## begin Records to process

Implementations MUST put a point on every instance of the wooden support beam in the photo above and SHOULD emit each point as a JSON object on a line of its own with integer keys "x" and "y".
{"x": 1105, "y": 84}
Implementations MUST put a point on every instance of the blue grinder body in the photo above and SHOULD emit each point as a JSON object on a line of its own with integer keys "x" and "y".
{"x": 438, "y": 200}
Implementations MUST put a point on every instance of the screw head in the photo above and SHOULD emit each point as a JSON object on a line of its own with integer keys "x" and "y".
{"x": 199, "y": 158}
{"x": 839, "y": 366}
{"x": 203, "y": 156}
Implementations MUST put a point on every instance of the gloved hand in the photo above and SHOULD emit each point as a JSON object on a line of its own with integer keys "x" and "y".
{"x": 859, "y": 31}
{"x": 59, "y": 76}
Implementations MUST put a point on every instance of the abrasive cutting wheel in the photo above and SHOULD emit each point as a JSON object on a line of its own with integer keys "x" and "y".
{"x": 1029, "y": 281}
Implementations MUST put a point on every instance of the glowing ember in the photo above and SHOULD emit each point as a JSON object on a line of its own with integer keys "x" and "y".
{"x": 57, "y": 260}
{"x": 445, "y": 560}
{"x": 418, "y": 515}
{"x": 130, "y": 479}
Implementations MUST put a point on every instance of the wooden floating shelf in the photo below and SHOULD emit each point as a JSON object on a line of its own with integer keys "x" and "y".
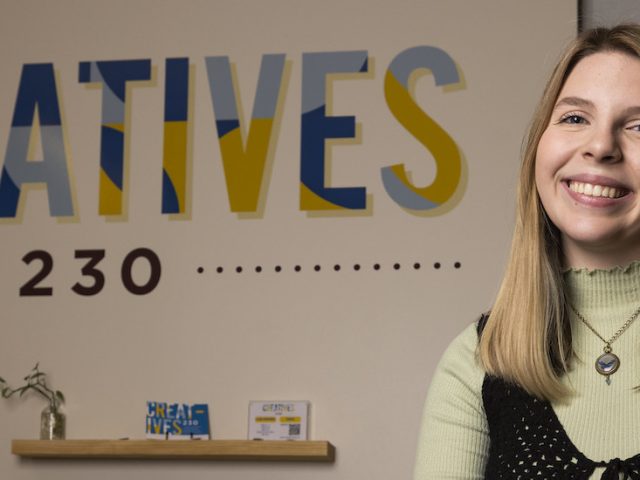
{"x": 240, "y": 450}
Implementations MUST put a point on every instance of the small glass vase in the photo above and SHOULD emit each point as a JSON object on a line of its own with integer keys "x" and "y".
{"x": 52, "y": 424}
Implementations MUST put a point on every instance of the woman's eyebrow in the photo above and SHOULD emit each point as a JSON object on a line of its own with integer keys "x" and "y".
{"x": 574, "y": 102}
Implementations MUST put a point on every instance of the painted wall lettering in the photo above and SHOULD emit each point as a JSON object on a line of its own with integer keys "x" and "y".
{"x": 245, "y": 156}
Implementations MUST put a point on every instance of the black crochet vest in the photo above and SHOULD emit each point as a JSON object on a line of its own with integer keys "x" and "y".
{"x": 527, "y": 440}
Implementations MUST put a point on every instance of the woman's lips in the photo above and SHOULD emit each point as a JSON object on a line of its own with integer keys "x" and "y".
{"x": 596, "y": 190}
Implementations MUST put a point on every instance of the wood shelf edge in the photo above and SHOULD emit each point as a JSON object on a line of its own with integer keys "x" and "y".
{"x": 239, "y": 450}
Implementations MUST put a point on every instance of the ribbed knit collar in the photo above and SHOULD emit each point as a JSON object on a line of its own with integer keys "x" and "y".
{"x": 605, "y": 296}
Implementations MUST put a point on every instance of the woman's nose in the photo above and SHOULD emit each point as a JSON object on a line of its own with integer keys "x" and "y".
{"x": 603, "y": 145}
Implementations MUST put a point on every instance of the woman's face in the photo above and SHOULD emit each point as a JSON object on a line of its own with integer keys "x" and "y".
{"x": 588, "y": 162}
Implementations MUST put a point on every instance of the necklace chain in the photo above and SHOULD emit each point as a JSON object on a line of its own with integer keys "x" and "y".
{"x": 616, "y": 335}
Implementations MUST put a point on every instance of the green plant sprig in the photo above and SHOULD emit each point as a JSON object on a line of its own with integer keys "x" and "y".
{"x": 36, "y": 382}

## end Records to process
## begin Records to process

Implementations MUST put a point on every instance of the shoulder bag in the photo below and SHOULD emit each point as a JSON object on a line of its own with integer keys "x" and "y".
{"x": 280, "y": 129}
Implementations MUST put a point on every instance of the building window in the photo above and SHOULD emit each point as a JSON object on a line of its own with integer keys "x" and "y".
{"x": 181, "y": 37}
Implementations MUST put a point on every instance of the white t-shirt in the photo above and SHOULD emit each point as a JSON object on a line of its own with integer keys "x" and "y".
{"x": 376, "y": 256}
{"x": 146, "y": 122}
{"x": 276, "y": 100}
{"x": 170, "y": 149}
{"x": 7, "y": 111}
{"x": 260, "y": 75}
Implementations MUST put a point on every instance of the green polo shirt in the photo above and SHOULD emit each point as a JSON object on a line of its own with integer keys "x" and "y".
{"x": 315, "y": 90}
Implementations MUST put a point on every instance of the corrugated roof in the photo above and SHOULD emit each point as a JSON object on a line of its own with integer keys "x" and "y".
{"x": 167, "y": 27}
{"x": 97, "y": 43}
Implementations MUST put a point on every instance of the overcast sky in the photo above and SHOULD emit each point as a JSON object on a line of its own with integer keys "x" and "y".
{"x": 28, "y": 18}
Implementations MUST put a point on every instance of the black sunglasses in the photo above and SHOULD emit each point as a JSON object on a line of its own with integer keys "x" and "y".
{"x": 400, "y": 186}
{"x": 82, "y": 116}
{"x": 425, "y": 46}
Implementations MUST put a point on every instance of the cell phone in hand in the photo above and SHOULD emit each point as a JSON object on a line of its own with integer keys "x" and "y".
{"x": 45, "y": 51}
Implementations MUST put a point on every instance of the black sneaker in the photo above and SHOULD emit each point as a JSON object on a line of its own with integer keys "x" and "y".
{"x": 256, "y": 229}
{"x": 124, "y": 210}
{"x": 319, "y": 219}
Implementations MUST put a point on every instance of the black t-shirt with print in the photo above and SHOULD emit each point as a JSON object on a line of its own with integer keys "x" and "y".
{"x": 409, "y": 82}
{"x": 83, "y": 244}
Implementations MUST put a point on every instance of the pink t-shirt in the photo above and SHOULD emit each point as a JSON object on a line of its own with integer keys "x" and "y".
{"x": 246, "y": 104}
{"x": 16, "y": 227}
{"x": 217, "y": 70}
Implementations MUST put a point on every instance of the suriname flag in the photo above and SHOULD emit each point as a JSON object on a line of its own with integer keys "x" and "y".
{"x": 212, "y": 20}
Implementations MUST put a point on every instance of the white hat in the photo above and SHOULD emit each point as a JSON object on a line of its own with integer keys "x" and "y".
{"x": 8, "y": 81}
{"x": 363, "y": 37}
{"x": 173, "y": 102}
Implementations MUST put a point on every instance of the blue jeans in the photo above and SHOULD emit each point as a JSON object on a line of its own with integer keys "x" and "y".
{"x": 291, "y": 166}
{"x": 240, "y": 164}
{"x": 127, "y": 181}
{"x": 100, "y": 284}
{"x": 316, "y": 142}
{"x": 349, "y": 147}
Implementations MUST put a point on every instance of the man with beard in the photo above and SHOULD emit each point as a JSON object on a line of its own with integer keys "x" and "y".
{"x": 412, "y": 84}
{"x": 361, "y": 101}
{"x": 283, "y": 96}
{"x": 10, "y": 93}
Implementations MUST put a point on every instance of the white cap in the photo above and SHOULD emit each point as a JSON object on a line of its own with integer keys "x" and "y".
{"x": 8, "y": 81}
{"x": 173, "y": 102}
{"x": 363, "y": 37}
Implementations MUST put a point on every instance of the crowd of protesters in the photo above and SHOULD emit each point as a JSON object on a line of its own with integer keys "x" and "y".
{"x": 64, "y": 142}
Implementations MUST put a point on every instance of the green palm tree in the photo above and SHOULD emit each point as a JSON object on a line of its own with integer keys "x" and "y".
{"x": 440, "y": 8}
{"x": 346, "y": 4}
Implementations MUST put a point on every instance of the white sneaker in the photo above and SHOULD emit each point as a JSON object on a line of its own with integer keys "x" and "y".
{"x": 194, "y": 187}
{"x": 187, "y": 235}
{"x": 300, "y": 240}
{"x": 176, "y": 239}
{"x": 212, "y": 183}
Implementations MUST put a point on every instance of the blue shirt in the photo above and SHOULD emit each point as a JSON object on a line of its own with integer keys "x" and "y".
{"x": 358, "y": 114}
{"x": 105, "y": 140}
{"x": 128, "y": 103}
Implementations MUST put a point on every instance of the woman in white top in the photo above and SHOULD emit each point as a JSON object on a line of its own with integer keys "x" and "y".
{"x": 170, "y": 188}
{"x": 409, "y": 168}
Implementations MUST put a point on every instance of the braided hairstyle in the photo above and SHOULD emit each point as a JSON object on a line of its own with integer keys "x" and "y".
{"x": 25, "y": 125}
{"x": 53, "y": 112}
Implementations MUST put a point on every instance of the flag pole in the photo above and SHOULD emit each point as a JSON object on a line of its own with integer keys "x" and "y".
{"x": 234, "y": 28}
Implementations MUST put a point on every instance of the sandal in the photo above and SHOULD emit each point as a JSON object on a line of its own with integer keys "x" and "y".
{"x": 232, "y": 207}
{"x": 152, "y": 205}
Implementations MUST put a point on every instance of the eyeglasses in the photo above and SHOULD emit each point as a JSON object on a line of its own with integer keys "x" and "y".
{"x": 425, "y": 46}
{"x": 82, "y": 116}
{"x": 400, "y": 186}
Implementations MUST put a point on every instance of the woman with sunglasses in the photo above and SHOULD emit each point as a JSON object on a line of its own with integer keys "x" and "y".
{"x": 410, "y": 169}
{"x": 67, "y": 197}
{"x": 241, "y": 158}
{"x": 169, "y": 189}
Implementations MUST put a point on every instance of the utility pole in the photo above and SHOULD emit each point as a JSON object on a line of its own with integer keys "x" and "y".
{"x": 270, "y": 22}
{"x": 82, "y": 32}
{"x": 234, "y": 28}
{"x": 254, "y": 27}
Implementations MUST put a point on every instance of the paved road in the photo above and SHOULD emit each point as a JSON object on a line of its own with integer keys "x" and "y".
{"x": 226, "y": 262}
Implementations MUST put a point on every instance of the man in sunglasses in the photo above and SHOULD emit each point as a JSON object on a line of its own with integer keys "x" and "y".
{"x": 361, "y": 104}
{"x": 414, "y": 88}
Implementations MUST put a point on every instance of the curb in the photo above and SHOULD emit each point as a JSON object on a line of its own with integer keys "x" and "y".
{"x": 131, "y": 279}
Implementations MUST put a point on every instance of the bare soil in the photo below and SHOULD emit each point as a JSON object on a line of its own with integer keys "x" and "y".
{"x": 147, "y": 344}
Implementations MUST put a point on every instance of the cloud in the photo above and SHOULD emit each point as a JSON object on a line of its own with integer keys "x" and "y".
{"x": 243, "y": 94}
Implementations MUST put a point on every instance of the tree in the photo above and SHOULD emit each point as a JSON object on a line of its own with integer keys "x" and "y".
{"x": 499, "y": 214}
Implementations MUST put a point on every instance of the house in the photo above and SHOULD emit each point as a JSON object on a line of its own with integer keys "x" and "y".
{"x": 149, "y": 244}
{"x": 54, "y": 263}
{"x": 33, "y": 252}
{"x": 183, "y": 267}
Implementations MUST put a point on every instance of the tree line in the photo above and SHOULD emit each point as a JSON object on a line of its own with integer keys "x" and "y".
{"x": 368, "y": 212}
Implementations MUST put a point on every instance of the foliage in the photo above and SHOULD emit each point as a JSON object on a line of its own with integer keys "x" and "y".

## end Records to process
## begin Records to process

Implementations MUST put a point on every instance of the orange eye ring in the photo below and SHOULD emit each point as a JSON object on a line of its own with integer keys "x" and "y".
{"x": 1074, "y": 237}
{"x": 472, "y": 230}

## end Records to process

■ **Written task**
Find each line of the entries above that contains the word "sneaker" and copy those lines out in full. Case counts.

■ **Finished exercise**
Implementations MUST put a point on every instance of the black sneaker in the photo above and SHOULD emit each point as a JSON object on a line of its own with integer keys "x" and "y".
Implementations MUST put a point on every instance of the white sneaker in the photo above and SHOULD emit each point as a JSON object on a line of its own with integer keys "x" and "y".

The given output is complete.